## BEGIN SUPPLIED MATERIAL

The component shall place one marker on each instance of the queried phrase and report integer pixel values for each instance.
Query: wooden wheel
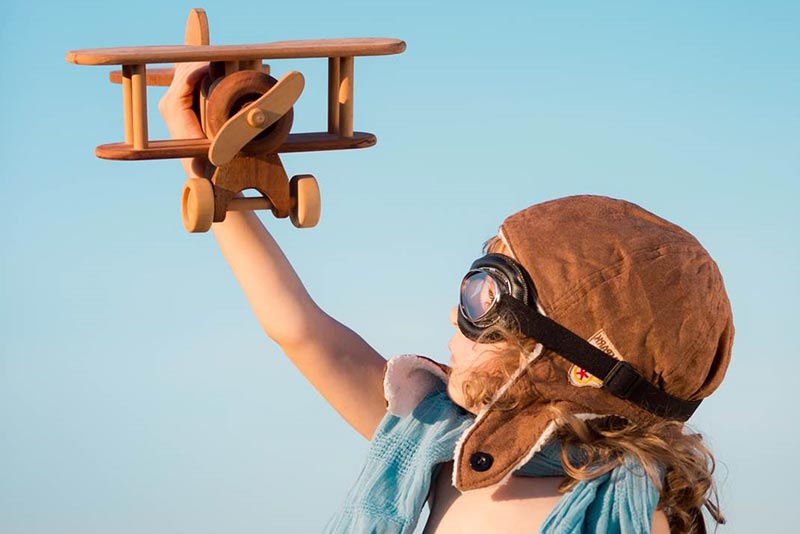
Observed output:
(228, 95)
(306, 204)
(197, 205)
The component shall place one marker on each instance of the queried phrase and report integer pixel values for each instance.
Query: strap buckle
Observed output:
(622, 380)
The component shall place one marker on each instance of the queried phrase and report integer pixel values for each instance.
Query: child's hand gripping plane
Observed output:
(245, 115)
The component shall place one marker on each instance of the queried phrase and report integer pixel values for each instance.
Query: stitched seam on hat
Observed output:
(718, 317)
(572, 295)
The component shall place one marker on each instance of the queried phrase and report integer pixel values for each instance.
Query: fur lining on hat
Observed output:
(537, 351)
(408, 380)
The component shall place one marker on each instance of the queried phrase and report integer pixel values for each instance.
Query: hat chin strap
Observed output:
(619, 378)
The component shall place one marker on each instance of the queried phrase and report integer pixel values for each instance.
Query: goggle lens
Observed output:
(479, 293)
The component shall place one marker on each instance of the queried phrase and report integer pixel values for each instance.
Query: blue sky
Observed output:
(137, 392)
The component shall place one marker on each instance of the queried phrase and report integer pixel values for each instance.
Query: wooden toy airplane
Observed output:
(246, 116)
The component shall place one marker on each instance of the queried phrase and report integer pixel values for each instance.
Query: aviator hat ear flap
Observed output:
(519, 284)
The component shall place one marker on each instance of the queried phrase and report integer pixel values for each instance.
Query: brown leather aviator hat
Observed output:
(638, 288)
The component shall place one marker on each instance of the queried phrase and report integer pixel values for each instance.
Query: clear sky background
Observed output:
(137, 391)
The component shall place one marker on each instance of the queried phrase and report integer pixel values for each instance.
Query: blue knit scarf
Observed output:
(391, 490)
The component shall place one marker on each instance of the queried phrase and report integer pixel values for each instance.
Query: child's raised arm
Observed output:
(346, 370)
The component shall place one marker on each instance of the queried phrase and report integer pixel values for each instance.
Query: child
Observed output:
(585, 337)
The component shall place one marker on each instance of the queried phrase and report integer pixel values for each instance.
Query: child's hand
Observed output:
(176, 109)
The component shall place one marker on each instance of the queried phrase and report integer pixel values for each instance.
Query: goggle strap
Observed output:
(619, 377)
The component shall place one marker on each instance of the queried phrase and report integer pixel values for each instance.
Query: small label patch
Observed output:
(581, 377)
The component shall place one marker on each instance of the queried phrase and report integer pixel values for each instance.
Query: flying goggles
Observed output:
(498, 291)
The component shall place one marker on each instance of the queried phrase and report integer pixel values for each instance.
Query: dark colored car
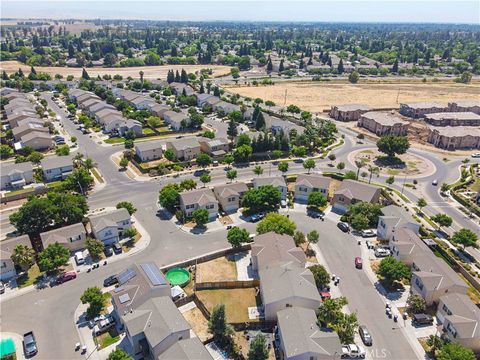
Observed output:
(111, 280)
(365, 335)
(343, 226)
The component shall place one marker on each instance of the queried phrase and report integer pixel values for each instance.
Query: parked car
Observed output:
(365, 335)
(343, 226)
(69, 275)
(111, 280)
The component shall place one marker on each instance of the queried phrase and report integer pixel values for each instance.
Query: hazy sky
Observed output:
(336, 11)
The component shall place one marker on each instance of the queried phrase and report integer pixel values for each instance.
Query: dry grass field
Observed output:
(150, 72)
(319, 96)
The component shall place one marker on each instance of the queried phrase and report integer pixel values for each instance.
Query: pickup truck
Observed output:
(353, 351)
(29, 344)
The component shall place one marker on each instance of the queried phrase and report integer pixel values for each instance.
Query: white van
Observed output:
(79, 258)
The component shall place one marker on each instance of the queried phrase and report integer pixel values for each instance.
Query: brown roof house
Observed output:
(229, 195)
(308, 183)
(351, 192)
(199, 199)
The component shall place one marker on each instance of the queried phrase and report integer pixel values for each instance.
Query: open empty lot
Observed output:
(319, 96)
(150, 72)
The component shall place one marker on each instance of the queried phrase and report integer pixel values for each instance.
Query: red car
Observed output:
(70, 275)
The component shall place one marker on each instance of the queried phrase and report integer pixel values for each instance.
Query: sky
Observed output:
(429, 11)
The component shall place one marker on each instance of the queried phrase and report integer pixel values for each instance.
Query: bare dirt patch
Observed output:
(150, 72)
(319, 96)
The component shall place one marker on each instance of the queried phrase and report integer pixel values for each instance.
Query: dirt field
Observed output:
(319, 96)
(150, 72)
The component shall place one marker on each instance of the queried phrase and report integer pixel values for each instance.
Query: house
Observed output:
(433, 278)
(419, 109)
(185, 148)
(393, 218)
(302, 339)
(148, 150)
(383, 123)
(453, 119)
(405, 245)
(229, 195)
(15, 176)
(455, 137)
(108, 226)
(466, 105)
(217, 147)
(285, 286)
(72, 236)
(7, 267)
(275, 181)
(460, 319)
(177, 120)
(199, 199)
(308, 183)
(56, 167)
(351, 192)
(37, 140)
(271, 249)
(348, 112)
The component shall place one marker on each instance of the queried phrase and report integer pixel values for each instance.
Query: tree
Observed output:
(321, 276)
(237, 236)
(258, 348)
(309, 164)
(23, 256)
(317, 200)
(96, 302)
(205, 178)
(53, 257)
(393, 144)
(127, 205)
(277, 223)
(442, 219)
(391, 270)
(231, 175)
(465, 237)
(94, 247)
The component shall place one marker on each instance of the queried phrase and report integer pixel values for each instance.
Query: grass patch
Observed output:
(32, 276)
(236, 301)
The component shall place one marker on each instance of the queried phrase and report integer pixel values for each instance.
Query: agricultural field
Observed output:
(320, 96)
(150, 72)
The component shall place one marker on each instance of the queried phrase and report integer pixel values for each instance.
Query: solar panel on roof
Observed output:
(154, 274)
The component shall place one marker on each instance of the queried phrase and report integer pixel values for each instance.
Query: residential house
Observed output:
(72, 236)
(460, 319)
(15, 176)
(433, 278)
(185, 148)
(308, 183)
(217, 147)
(271, 249)
(285, 286)
(383, 123)
(275, 181)
(199, 199)
(56, 168)
(229, 195)
(302, 339)
(108, 226)
(7, 267)
(455, 137)
(148, 150)
(419, 109)
(351, 192)
(393, 218)
(348, 112)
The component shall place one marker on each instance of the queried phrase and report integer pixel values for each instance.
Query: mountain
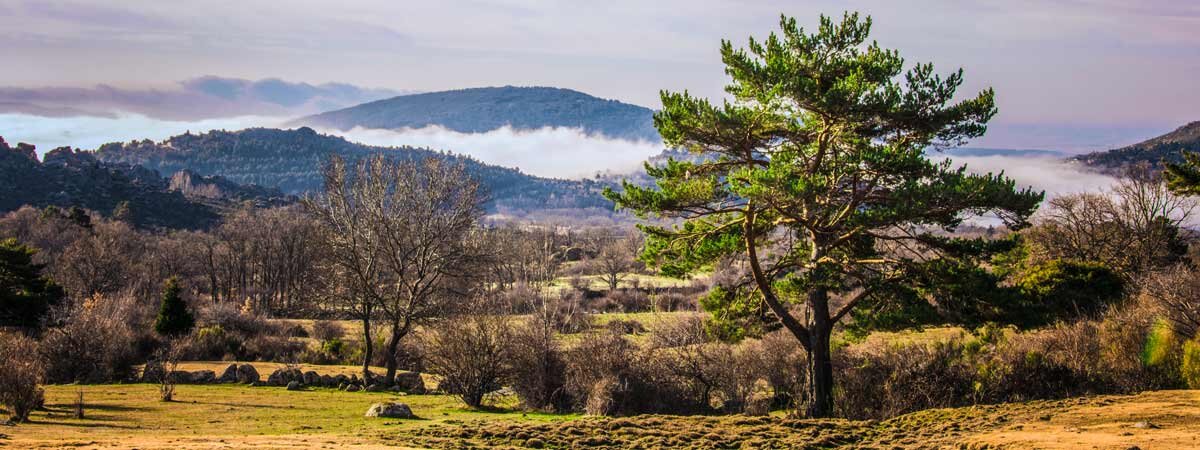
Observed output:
(971, 151)
(1167, 148)
(73, 178)
(481, 109)
(291, 160)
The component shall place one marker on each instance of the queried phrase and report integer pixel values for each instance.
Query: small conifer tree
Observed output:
(173, 319)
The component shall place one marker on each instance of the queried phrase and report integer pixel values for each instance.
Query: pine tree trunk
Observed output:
(820, 378)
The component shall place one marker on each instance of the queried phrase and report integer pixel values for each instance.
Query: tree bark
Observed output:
(366, 348)
(820, 388)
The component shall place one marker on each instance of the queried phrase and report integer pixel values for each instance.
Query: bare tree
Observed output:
(1133, 228)
(403, 235)
(616, 258)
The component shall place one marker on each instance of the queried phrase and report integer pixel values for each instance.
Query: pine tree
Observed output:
(25, 295)
(173, 319)
(816, 177)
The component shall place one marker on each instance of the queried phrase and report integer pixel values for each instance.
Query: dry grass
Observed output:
(220, 417)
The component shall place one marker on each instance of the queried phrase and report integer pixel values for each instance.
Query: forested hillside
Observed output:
(72, 178)
(291, 160)
(1167, 148)
(481, 109)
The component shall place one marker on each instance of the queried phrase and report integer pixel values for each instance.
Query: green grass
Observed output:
(119, 412)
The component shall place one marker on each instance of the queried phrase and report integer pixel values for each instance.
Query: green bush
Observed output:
(1191, 365)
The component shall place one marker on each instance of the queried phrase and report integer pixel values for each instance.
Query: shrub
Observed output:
(537, 366)
(96, 341)
(468, 353)
(1189, 366)
(21, 372)
(879, 382)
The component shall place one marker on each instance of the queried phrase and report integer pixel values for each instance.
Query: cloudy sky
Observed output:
(1071, 75)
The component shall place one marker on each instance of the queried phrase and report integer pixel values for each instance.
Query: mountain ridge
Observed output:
(483, 109)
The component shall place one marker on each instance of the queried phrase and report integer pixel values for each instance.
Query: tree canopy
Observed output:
(816, 175)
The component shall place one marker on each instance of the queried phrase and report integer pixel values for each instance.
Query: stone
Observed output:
(203, 377)
(151, 372)
(247, 373)
(311, 378)
(229, 375)
(393, 411)
(411, 382)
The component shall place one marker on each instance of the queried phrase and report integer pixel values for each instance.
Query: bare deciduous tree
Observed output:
(402, 237)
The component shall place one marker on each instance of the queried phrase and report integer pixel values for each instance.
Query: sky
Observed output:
(1069, 75)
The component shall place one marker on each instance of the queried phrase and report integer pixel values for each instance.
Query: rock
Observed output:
(151, 372)
(203, 377)
(311, 378)
(247, 373)
(394, 411)
(411, 382)
(229, 375)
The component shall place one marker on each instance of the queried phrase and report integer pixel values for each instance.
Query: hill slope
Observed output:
(291, 160)
(481, 109)
(1168, 148)
(70, 178)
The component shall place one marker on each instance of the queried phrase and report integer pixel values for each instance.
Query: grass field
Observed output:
(233, 417)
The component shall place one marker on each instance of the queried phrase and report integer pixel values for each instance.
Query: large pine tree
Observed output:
(25, 295)
(816, 177)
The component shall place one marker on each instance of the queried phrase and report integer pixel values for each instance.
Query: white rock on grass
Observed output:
(394, 411)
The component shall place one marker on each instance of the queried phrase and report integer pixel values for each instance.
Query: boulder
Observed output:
(151, 372)
(394, 411)
(411, 382)
(203, 377)
(229, 375)
(311, 378)
(247, 373)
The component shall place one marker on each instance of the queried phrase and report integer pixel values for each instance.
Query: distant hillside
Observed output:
(970, 151)
(481, 109)
(1167, 148)
(71, 178)
(291, 160)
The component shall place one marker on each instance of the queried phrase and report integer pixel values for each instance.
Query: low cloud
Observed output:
(1053, 175)
(558, 153)
(89, 132)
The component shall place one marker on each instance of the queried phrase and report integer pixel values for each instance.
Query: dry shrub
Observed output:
(1174, 294)
(880, 382)
(468, 353)
(610, 376)
(327, 330)
(537, 366)
(21, 372)
(96, 341)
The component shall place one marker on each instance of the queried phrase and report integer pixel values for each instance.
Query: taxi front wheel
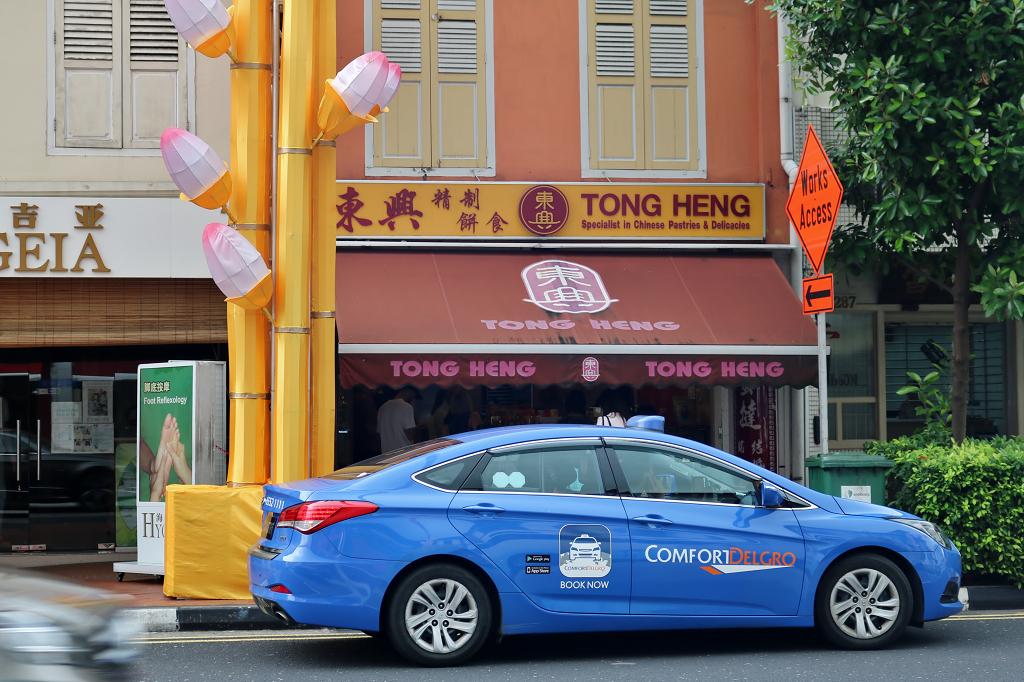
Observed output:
(863, 602)
(440, 615)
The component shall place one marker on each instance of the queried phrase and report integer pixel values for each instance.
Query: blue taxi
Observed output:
(448, 544)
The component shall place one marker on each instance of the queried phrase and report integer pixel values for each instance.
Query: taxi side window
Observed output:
(669, 474)
(567, 470)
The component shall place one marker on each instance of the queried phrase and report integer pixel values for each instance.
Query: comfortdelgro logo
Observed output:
(718, 561)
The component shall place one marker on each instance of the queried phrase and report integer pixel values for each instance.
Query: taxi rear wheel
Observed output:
(863, 602)
(439, 615)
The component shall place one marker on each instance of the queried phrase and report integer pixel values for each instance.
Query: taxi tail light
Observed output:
(312, 516)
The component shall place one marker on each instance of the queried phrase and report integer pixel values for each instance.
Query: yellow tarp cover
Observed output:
(208, 530)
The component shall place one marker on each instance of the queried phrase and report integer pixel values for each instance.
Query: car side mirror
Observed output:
(771, 496)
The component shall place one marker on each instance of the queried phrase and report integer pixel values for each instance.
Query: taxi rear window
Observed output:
(381, 462)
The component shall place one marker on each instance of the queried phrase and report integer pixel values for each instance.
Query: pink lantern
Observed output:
(389, 90)
(204, 25)
(196, 169)
(359, 91)
(237, 266)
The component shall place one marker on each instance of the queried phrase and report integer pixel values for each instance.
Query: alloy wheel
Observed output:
(441, 615)
(864, 603)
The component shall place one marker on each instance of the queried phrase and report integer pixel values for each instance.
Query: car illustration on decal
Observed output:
(585, 547)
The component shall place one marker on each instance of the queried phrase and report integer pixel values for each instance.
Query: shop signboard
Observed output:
(166, 444)
(569, 369)
(814, 201)
(102, 237)
(489, 211)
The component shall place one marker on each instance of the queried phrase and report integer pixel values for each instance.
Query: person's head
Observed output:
(576, 402)
(438, 400)
(461, 403)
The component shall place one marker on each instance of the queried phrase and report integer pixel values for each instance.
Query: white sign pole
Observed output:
(822, 385)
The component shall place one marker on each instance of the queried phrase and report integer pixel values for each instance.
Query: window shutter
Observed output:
(615, 49)
(669, 52)
(401, 43)
(402, 136)
(88, 73)
(458, 112)
(457, 47)
(155, 84)
(668, 7)
(615, 35)
(670, 92)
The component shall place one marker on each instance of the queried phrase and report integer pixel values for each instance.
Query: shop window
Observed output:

## END SUPPLIED MATERIAL

Pick out every line of the material above that contains the word "brown" and copy each of those lines.

Query: brown leather aviator hat
Query: brown roof house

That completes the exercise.